Task requirements
Copy out each line of the data that holds the string "below".

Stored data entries
########################################
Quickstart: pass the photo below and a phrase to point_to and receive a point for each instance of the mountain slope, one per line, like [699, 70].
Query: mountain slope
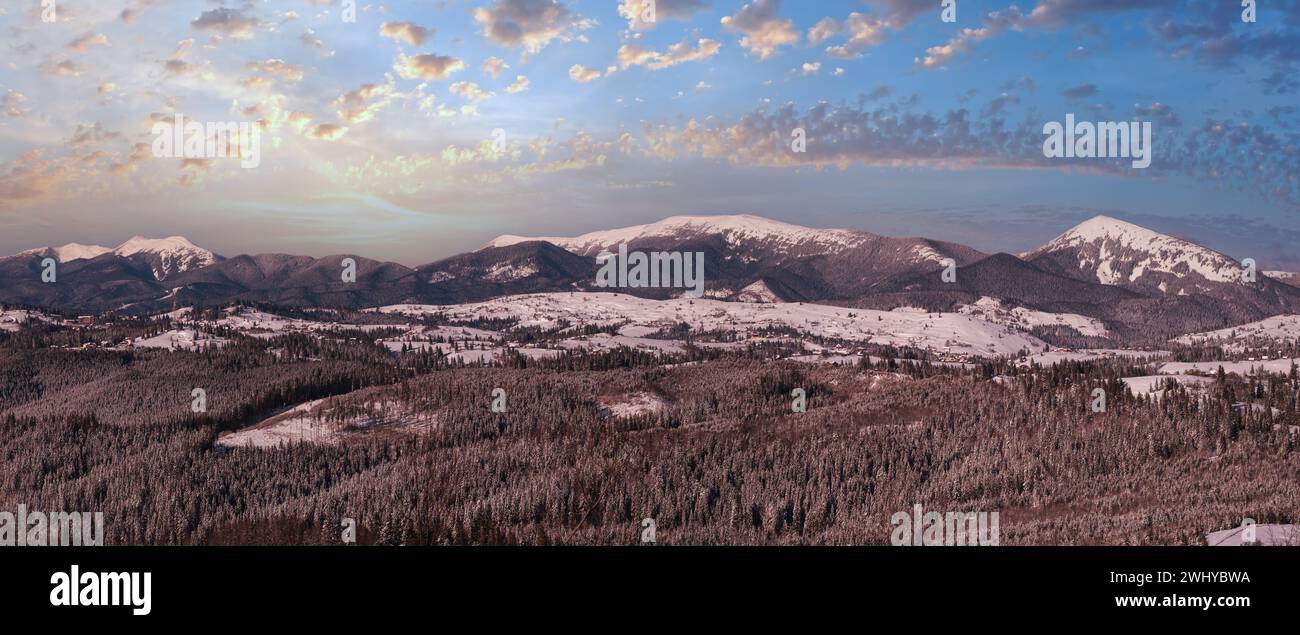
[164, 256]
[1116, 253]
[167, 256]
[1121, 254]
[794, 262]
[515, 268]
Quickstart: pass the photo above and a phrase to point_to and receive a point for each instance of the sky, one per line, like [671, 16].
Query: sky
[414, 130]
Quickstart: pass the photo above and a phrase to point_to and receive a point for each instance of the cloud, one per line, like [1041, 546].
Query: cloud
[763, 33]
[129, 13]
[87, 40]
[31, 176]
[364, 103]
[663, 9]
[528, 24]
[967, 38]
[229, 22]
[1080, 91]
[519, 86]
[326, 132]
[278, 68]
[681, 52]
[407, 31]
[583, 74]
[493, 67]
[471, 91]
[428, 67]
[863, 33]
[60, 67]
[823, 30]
########################################
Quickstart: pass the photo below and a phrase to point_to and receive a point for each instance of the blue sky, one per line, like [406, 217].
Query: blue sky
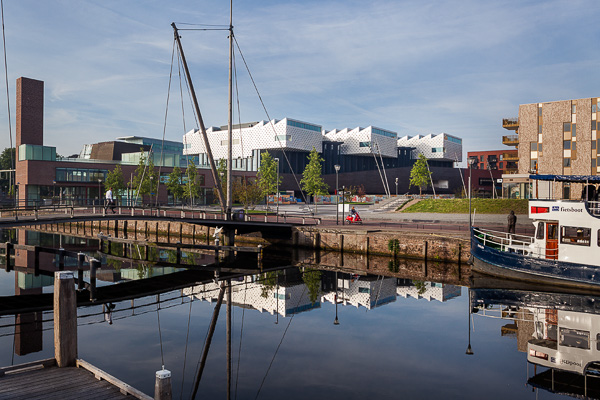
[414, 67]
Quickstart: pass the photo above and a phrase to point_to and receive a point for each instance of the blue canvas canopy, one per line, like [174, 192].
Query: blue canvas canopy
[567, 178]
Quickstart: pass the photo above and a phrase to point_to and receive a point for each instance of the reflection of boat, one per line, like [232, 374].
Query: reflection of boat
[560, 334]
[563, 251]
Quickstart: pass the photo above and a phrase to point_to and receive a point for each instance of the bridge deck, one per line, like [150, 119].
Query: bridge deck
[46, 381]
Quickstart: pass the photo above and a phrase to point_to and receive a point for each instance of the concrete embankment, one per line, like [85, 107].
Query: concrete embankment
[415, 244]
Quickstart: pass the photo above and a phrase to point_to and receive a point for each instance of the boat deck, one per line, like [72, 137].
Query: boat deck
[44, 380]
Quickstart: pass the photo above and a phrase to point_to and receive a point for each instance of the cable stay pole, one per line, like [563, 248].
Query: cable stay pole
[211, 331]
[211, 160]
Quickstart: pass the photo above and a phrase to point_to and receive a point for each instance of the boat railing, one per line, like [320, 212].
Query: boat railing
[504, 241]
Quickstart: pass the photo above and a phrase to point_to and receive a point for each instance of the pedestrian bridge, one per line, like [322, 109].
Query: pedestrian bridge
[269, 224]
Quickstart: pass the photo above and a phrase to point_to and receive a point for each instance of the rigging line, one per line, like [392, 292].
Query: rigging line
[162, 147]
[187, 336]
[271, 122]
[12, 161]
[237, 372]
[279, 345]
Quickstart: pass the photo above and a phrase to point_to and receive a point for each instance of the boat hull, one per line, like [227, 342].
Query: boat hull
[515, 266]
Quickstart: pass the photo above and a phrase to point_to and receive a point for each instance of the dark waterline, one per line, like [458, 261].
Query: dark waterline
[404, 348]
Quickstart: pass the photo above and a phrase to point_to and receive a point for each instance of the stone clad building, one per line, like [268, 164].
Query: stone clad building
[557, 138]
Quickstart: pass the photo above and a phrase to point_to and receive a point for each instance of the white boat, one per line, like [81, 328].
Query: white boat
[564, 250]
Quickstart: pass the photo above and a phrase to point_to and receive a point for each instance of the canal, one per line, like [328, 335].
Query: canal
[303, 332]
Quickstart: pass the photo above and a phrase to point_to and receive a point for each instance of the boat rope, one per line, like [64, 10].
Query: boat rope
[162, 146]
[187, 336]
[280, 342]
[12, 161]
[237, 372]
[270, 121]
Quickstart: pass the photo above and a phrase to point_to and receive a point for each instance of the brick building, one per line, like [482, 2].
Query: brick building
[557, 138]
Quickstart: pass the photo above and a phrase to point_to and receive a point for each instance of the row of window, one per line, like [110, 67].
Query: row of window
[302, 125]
########################################
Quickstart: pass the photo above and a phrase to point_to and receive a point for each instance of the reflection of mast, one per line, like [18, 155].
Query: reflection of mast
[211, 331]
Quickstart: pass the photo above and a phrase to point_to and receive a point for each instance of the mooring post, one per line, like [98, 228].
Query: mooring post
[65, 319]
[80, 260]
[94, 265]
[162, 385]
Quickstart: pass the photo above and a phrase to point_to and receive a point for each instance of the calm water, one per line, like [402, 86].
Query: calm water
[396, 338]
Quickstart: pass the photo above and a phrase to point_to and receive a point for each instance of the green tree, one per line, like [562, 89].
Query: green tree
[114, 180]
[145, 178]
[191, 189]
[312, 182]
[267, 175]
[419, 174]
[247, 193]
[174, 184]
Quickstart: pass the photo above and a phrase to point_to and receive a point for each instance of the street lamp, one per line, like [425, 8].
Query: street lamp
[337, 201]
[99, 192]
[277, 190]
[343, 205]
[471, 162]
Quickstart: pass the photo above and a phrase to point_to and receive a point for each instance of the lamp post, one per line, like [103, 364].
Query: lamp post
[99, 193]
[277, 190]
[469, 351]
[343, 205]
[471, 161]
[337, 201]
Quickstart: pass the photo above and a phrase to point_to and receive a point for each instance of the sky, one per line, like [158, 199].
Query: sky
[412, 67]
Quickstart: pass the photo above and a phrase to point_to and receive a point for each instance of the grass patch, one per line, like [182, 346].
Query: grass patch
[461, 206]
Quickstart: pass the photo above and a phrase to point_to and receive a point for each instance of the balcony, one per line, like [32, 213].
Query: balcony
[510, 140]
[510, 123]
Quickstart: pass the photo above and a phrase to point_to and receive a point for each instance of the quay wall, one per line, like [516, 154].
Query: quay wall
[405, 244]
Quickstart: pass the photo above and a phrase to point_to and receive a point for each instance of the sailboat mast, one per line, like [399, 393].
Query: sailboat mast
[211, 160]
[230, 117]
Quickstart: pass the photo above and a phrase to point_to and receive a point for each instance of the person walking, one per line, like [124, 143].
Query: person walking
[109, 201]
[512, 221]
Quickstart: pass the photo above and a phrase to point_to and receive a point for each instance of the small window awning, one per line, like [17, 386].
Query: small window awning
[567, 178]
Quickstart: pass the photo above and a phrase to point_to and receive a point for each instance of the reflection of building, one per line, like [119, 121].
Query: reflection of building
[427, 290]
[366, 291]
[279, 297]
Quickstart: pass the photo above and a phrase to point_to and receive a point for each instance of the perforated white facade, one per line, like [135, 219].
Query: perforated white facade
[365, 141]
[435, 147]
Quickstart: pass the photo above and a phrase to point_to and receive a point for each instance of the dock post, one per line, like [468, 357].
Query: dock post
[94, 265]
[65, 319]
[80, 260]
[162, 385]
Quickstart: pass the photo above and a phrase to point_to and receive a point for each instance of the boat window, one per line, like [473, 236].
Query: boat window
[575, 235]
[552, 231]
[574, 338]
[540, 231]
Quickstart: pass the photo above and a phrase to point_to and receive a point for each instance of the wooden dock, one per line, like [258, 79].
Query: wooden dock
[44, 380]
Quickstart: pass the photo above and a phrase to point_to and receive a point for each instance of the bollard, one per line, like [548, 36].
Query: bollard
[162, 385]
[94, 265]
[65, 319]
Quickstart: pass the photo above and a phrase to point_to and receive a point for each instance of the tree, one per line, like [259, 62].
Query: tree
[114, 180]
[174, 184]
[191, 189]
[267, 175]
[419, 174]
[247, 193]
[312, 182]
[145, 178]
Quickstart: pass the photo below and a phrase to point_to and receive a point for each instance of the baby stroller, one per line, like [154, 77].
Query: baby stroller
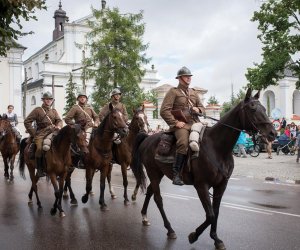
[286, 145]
########################################
Solution for this problem
Quickstart: pass the photo below and a phrase to point_to and receive a point for each instance of the mountain slope, one per line, like [699, 70].
Quickstart: pass the photo below and a phrase to point_to and receive a point for each instance of the blue sky, one per line, like [406, 217].
Quickstart: pass the photo below and a phrase to point_to and receive a point for each instance of the baby stroller, one per line, like [154, 77].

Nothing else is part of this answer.